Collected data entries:
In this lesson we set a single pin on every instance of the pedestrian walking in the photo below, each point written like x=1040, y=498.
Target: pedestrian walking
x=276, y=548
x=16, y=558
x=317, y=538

Description of the task ::
The data must be transcribed in full. Every word stays the same.

Exercise solution ::
In this lesson we set a single pin on every instance of the pedestrian walking in the photo below, each point written like x=1040, y=498.
Target: pedestrian walking
x=276, y=548
x=16, y=558
x=317, y=538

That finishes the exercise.